▽
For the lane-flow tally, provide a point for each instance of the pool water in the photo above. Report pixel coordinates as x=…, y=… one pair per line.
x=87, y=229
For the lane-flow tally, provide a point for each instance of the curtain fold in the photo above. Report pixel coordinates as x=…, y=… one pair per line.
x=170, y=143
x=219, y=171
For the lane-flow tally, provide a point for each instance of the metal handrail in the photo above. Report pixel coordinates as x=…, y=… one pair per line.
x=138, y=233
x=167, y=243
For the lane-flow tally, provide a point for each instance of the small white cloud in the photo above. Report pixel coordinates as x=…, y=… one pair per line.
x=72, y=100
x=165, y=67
△
▽
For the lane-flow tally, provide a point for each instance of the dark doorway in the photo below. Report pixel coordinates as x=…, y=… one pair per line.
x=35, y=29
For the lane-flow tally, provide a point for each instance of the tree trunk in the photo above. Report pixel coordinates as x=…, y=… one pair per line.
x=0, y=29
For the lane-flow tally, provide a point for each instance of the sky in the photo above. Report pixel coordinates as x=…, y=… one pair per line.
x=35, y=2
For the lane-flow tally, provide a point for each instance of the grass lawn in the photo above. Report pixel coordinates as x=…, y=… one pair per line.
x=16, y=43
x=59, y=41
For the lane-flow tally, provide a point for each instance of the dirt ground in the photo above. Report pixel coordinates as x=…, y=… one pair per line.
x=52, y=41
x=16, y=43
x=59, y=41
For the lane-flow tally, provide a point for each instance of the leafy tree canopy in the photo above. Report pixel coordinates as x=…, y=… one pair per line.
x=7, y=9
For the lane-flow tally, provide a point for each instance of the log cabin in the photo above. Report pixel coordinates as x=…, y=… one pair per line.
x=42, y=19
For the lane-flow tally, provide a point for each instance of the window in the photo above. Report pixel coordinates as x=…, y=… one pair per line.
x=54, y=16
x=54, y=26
△
→ **REQUIRED WORK**
Reproduce word for word the records above, from the line that contains "of the pool" through the line that contains "x=219, y=171", with both of those lines included.

→ **COMPLETE ANSWER**
For the lane-flow tally, provide a point for each instance of the pool water in the photo above. Report pixel coordinates as x=…, y=… one pair per line.
x=87, y=229
For the lane-flow tally, provide a point for each instance of the curtain fold in the photo above. Report pixel coordinates as x=…, y=… one pair per line.
x=170, y=143
x=219, y=171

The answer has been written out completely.